| Data provided |
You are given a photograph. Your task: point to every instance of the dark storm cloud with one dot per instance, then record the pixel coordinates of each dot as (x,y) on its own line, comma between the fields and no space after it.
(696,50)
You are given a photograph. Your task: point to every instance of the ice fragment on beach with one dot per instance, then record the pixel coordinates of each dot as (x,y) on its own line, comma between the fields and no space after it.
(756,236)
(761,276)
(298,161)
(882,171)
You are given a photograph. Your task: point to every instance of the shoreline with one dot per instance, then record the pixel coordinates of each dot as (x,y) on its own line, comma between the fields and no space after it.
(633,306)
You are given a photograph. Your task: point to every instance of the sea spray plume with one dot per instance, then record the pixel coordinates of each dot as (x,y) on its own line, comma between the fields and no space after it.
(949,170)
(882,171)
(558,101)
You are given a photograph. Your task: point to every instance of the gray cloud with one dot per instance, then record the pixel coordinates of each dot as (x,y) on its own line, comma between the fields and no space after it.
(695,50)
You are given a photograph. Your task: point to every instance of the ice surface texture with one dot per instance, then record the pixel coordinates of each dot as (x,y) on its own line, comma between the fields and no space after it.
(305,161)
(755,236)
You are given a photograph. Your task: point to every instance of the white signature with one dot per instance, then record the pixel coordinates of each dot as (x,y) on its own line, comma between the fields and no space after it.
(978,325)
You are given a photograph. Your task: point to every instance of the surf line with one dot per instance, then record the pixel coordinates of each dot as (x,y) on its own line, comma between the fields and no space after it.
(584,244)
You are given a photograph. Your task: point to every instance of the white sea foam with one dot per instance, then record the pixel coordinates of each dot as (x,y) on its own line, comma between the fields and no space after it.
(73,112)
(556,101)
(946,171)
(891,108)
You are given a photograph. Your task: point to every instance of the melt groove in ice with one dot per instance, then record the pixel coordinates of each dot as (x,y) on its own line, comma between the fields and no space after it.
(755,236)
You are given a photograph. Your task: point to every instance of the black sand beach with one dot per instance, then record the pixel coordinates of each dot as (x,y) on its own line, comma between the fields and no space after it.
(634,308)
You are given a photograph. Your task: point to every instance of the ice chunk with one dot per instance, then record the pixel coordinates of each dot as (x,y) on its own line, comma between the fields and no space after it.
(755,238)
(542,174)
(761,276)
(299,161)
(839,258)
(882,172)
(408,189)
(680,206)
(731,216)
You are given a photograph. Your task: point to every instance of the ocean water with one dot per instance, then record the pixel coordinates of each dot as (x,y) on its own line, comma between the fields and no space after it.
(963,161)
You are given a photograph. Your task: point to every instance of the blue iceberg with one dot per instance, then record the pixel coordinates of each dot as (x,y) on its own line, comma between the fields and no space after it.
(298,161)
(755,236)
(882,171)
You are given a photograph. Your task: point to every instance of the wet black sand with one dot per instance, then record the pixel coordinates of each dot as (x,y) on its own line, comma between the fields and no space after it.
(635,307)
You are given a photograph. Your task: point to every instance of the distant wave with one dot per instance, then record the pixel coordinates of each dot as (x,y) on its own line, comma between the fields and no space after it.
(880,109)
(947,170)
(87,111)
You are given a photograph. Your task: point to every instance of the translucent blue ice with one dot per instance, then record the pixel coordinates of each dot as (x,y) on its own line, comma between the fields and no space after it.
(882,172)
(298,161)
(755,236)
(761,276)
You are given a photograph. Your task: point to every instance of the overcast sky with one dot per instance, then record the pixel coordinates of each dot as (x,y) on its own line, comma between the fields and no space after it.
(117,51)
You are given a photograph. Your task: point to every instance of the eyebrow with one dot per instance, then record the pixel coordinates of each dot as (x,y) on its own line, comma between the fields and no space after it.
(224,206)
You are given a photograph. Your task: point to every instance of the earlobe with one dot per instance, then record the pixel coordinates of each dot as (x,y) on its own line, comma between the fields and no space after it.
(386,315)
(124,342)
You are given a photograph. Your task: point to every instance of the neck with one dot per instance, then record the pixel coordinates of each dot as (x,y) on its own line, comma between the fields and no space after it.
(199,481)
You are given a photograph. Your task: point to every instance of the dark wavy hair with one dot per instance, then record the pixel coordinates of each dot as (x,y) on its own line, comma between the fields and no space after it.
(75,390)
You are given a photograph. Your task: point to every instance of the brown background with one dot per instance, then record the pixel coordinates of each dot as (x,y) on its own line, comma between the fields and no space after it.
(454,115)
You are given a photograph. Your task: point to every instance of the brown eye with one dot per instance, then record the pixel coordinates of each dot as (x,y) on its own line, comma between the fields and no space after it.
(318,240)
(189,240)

| Given task |
Turn every line of the material above into a Markdown table with the columns "Row" and "Line." Put a running row number in the first column and the line in the second, and leave out blank lines.

| Solution to this task |
| Row | Line |
|---|---|
| 1 | You are given a photograph. Your task: point to every instance of the dark storm cloud with one dot per instance, then record the pixel coordinates of each dot as (x,y) on its own line, comma between the fields and no space after it. |
| 2 | (696,50) |
| 3 | You are given a photograph. Your task: point to every instance of the ice fragment on beach with one dot per instance, then record the pixel coordinates of each dot as (x,y) on its own line, comma between the fields and no space after it. |
| 4 | (756,236) |
| 5 | (761,276) |
| 6 | (298,161) |
| 7 | (882,171) |
| 8 | You are given a photograph. Your task: point to every instance of the shoreline with one dot per instance, then record the pixel coordinates of each dot as (x,y) on its own line, comma between the fields and no space after it. |
| 9 | (633,306) |
| 10 | You are given a photograph. Your task: point to every instance of the sea spray plume with one dot per instance, then record the pixel coordinates of each dot as (x,y) on its own line, comma between the fields and no space after it. |
| 11 | (949,170) |
| 12 | (882,171) |
| 13 | (558,101) |
| 14 | You are given a photograph. Your task: point to every instance of the gray cloud with one dot per instance, then record the pixel coordinates of each dot as (x,y) on its own line, comma between the fields and no space after it. |
| 15 | (695,50) |
| 16 | You are given a photograph. Your task: point to every instance of the ice surface texture with one dot per instance, then record the pixel coordinates of each dot as (x,y) on its own line, comma between the fields and no space after it. |
| 17 | (305,161) |
| 18 | (755,236) |
| 19 | You are given a photograph. Your task: point to every instance of the white signature with one dot per instance, then record the pixel coordinates of each dot as (x,y) on its own line, comma between the fields and no space after it. |
| 20 | (978,325) |
| 21 | You are given a photograph. Your task: point to every instance of the surf line with one dot per instance, then record the pixel coordinates of each dot as (x,y) on its own line, comma between the fields and no space after it. |
| 22 | (584,244) |
| 23 | You are given a photograph. Your task: point to every instance of the white sea foam with one dot per instance, then record the pixel coordinates of each dot as (x,y) on its own line, comma between the fields and no space after it. |
| 24 | (73,112) |
| 25 | (556,101) |
| 26 | (946,171) |
| 27 | (891,108) |
| 28 | You are given a photograph. Your task: point to every instance of the melt groove in ice with one dot per instance, then record the pixel coordinates of each dot as (x,y) on its own line, comma between the fields and no space after it. |
| 29 | (755,236) |
| 30 | You are given a photograph. Your task: point to every instance of the black sand beach with one dot per instance, then record the pixel coordinates of each dot as (x,y) on its own line, comma between the fields and no space after it. |
| 31 | (634,308) |
| 32 | You are given a photograph. Your task: point to every instance of the ice chunk with one dot per instance, then record the pixel coordinates of each dot as (x,y) on its own line, comma between the fields and no space after it. |
| 33 | (755,238) |
| 34 | (542,174) |
| 35 | (761,276) |
| 36 | (299,161) |
| 37 | (839,258) |
| 38 | (882,172) |
| 39 | (408,189) |
| 40 | (680,206) |
| 41 | (731,216) |
| 42 | You are given a photograph. Your task: point to every instance of the ocean water with one dot per instance, then record the pixel coordinates of each dot as (x,y) on its own line, comma between the fields and no space after it. |
| 43 | (963,161) |
| 44 | You are given a photograph. Your task: point to every instance of the blue iceberg with one dot per instance, then record the pixel coordinates of each dot as (x,y) on its own line, comma between the fields and no space after it. |
| 45 | (298,161) |
| 46 | (755,236) |
| 47 | (882,171) |
| 48 | You are given a photograph. Your task: point to every instance of the wet black sand with one dot per instance, then record the pixel coordinates of each dot as (x,y) on its own line, comma between the fields and no space after it. |
| 49 | (635,307) |
| 50 | You are given a photograph. Your task: point to every instance of the distant wave with one dot per instance, then record the pixel coordinates of each dot as (x,y) on its own line, comma between the fields and no space after it. |
| 51 | (880,109) |
| 52 | (947,170) |
| 53 | (87,111) |
| 54 | You are given a photograph. Your task: point to every instance of the translucent blue ice with one dot per instance, then record the pixel coordinates of each dot as (x,y) on its own line, comma between the fields and no space after it. |
| 55 | (882,172) |
| 56 | (298,161) |
| 57 | (755,236) |
| 58 | (761,276) |
| 59 | You are given a photograph. Your task: point to every instance of the overcast sky with one dot per instance, then record the pixel coordinates of each dot as (x,y) on its own line, comma between the fields and no space after it. |
| 60 | (117,51) |
| 61 | You are given a photograph. Your task: point to every instance of the eyebrow with one dot per instance, then record the pixel coordinates of each dot as (x,y) on its own line, comma between the fields and no space after it. |
| 62 | (224,206) |
| 63 | You are given a photograph. Your task: point to every instance of the earlobe with one dot per instance, then record the pixel coordinates of each dot as (x,y) on its own line, comma between the fields and no space after it. |
| 64 | (386,315) |
| 65 | (124,342) |
| 66 | You are given a photograph. Your task: point to every instance of the neck with one dot per instance, then record the pixel coordinates of each dot as (x,y) on its own line, comma between the fields and no space after it. |
| 67 | (199,481) |
| 68 | You are given a photograph. Your task: point to every instance of the dark wavy hair with one dot per instance, then record the pixel coordinates of each dot as (x,y) on its own line, comma between the fields and no space after it. |
| 69 | (75,390) |
| 70 | You are given a photograph. Your task: point to every instance of the brown background with one dot per instance, then record the pixel coordinates of each dot as (x,y) on its own line, comma between the fields and no space after it. |
| 71 | (454,115) |
| 72 | You are given a photograph. Your task: point to every instance of the brown eye with one dot per instance, then record the pixel coordinates of each dot as (x,y) on its own line, comma between the fields and no space after it. |
| 73 | (318,240) |
| 74 | (189,240) |